[[ Source data, beginning ]]

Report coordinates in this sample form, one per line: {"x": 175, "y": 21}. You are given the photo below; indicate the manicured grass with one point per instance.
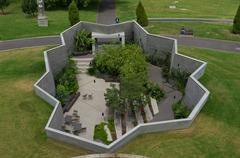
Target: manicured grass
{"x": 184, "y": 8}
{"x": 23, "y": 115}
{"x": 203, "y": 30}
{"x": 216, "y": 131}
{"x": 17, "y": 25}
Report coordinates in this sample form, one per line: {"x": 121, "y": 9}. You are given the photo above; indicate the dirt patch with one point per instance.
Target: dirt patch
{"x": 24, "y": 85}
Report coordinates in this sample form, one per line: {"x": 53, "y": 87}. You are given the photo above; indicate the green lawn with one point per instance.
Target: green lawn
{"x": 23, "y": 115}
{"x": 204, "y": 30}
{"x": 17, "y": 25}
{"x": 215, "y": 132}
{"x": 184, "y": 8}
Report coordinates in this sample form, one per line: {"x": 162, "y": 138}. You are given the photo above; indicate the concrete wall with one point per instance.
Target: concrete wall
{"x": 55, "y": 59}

[[ Source data, end ]]
[[ Source data, beginning ]]

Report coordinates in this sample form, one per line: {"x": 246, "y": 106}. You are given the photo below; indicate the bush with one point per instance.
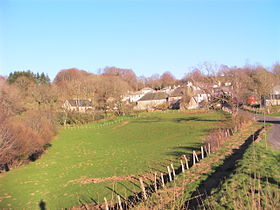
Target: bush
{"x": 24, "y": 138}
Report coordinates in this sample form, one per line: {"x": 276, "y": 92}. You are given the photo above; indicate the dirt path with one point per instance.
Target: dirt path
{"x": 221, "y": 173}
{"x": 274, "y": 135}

[[ Source data, end ]]
[[ Source data, beginning ]]

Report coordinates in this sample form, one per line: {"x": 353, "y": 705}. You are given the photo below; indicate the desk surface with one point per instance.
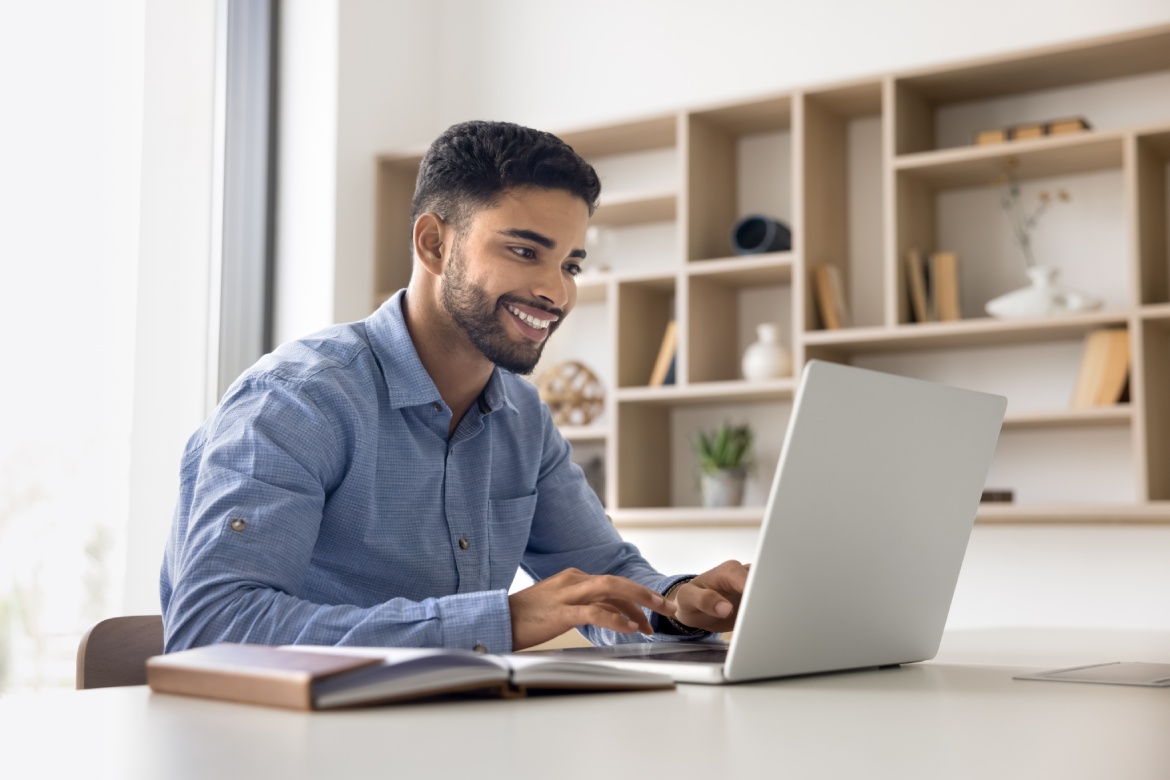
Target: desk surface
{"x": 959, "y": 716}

[[ Source data, end ]]

Using the records above, copy every line that has the word "below" in it.

Report coordinates in this sample form, one per line: {"x": 175, "y": 21}. You are given the photo below; indicate the manicured grass with one point per instance.
Report coordinates in this sample form, one per line: {"x": 246, "y": 106}. You are given the photo below; indicate the bush with one point per instance.
Report coordinates in this sample form, one per line: {"x": 353, "y": 705}. You are given the photo below; indicate the desk surface with one point per instance.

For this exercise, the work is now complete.